● Instruction 1
In the listing, rewrite the lines starting at the line containing "Label each dead" and ending at the line containing "[16,10,142,107]", changing "dead vegetation" to "withered vegetation" and leaving everything else unchanged. Return only those lines.

After many discussions with management and engineering staff at HWH, it was decided that for the initial testing, 1026 and 1018 steel tubing plated with 0.0015-in. thick high-phosphorus electroless nickel would be evaluated versus the stainless steel.  Parts would also be baked for stress and hydrogen embrittlement relief.   Some of these parts would be put into service right alongside the stainless steel shafts to see if there were any performance differences.   Other parts would be left outside for extended periods to gauge the relative corrosion protection characteristics between the materials.

After months of successful testing, it was decided to replace the stainless with EN-plated 1026 mild steel on one series of the hydraulic load leveling jacks.  A small EN line was installed and, after overcoming the learning curve of becoming platers, limited production began for one year.  During this time, no EN-plated jacks came back from the field for failure.

● Supplied data
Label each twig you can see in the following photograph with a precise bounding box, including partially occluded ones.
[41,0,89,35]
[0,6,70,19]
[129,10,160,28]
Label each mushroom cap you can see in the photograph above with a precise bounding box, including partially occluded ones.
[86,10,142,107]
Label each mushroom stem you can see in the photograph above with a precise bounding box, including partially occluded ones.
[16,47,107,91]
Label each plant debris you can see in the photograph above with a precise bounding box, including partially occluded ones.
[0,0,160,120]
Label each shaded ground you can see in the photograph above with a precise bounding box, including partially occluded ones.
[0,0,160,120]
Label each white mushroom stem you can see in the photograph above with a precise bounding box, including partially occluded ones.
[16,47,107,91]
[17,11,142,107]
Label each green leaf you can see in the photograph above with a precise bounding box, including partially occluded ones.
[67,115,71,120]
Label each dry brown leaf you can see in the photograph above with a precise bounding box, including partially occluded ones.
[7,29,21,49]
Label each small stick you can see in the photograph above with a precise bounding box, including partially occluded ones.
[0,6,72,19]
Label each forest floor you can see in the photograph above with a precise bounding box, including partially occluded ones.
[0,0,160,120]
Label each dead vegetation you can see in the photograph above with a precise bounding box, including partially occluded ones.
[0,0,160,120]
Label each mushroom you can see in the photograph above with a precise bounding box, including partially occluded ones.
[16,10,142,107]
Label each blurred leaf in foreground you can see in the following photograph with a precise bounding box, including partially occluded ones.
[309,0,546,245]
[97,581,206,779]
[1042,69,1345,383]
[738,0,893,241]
---
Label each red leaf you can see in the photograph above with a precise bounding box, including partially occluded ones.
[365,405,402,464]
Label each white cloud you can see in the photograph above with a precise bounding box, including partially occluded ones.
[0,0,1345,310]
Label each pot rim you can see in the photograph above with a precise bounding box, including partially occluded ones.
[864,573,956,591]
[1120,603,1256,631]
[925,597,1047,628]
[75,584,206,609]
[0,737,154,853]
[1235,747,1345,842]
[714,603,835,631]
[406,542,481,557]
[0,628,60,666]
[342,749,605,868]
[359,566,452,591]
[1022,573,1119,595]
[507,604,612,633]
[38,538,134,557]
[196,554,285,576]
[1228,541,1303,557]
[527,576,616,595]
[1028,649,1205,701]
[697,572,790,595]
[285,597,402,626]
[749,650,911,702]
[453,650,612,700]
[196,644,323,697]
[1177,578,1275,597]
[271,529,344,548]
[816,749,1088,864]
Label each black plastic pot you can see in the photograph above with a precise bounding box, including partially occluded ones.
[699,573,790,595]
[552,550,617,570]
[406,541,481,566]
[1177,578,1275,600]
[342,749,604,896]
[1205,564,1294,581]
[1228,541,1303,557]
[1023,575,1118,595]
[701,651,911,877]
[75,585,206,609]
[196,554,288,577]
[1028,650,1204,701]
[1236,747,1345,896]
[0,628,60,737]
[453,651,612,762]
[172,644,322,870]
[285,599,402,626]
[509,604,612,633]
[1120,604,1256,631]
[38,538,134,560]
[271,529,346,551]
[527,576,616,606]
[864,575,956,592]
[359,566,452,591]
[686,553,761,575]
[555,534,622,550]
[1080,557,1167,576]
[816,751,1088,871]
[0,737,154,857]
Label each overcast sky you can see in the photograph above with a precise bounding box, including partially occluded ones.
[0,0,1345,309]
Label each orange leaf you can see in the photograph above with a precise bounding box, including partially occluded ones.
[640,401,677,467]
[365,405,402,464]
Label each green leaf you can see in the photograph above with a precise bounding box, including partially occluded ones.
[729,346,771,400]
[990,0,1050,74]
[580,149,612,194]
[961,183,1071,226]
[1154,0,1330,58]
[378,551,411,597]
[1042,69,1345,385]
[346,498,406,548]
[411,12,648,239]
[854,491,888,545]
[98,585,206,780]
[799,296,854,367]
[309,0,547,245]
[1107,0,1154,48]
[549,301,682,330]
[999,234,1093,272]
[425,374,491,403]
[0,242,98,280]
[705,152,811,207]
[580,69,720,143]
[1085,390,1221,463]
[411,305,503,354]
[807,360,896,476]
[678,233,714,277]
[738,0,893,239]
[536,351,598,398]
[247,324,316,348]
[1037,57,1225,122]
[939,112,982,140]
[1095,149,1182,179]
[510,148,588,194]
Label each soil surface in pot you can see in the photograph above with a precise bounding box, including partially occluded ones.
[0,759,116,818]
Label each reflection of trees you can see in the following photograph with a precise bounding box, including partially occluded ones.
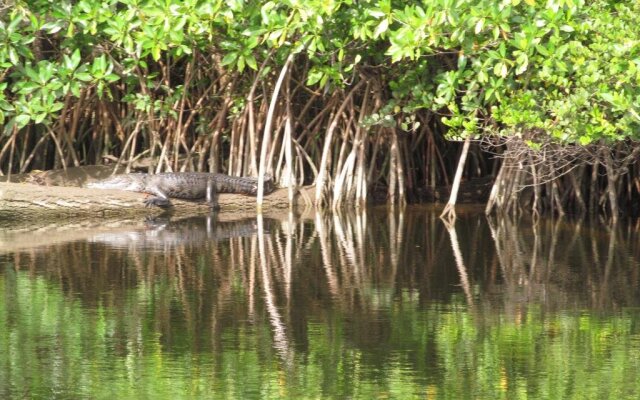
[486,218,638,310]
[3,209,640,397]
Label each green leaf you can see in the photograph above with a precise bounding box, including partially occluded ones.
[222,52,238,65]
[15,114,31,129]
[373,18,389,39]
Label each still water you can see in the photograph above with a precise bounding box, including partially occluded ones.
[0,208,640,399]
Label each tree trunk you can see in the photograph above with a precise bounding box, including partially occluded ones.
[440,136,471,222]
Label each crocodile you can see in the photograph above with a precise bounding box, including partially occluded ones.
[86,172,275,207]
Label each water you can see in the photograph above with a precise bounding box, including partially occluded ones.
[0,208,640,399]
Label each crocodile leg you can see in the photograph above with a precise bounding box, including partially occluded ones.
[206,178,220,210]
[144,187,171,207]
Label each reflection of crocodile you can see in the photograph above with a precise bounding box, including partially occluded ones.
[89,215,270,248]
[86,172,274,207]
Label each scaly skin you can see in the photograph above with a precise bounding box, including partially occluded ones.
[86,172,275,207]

● Instruction 2
From the passage on electroless nickel plating, copy word for word the part starting at "After months of" and ending at "field for failure.".

● Correct answer 1
Label each withered vegetation you can see in the photograph above with a precise bounding box, including partially occluded ones.
[0,0,160,120]
Label each mushroom you can see in the photograph above with a precise bounding box, including partially occluded ones.
[16,10,142,107]

● Correct answer 2
After months of successful testing, it was decided to replace the stainless with EN-plated 1026 mild steel on one series of the hydraulic load leveling jacks.  A small EN line was installed and, after overcoming the learning curve of becoming platers, limited production began for one year.  During this time, no EN-plated jacks came back from the field for failure.